→ **Soal dan Tugas**:
A. Ubahlah paragraf teks pilihan yang diawali "Dalam APBNP 2014 terdapat" menjadi daftar butir yang lebih ringkas tanpa menghilangkan fakta utamanya.
B. Jawablah pertanyaan berikut berdasarkan teks pilihan:
(i) Pada hari dan tanggal berapa rapat paripurna DPR menyepakati APBNP 2014?
(ii) Berapa asumsi nilai tukar rupiah yang ditetapkan?
(iii) Berapa besar penerimaan hibah yang disepakati?
══ Teks Pilihan ══
BERTUAHPOS.COM Setelah melalui proses panjang dan melelahkan, rapat paripurna Dewan Perwakilan Rakyat (DPR) pada Rabu (18/6) malam menyepakati Anggaran Pendapatan dan Belanja Negara Perubahan (APBNP) 2014. Rapat paripurna itu sekaligus mengesahkan RUU Perubahaan atas Undang-Undang Nomor 23 Tahun 2013 tentang APBN 2014.
Dalam APBNP 2014 terdapat berbagai perubahan asumsi dan anggaran dari APBN 2014. Sejumlah asumsi yang ditetapkan antara lain pertumbuhan ekonomi 5,5%, inflasi 5,3%, SPN 3 bulan 6%, nilai tukar rupiah Rp 11.600 per dolar AS. Sedangkan asumsi harga minyak mentah Indonesia (ICP) sebesar US$ 105, lifting minyak 818 ribu barel per hari dan lifting gas 1.224 ribu barel setara minyak per hari.
Penerimaan negara disepakati sebesar Rp 1.635,37 triliun yang terdiri atas pendapatan dalam negeri Rp 1.633,05 triliun dan penerimaan hibah sebesar Rp 2,32 triliun.
═══
══ Entri yang Disediakan ══
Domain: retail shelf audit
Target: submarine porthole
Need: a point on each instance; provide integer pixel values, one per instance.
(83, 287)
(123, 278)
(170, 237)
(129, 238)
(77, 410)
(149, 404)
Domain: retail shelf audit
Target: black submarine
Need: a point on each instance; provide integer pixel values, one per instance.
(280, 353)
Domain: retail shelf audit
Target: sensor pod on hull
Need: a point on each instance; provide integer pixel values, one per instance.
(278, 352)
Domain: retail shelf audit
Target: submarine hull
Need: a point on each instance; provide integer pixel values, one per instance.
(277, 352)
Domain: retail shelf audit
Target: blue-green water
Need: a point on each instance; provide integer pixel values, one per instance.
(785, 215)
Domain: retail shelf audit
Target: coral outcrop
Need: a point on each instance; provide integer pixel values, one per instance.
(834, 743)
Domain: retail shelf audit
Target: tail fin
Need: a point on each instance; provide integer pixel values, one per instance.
═══
→ **Jawaban yang Diharapkan**:
A.
APBNP 2014 memuat perubahan asumsi dan anggaran dari APBN 2014, dengan asumsi sebagai berikut:
- Pertumbuhan ekonomi: 5,5%
- Inflasi: 5,3%
- SPN 3 bulan: 6%
- Nilai tukar rupiah: Rp 11.600 per dolar AS
- Harga minyak mentah Indonesia (ICP): US$ 105
- Lifting minyak: 818 ribu barel per hari
- Lifting gas: 1.224 ribu barel setara minyak per hari

B.
(i) Rabu (18/6) malam.
(ii) Rp 11.600 per dolar AS.
(iii) Rp 2,32 triliun.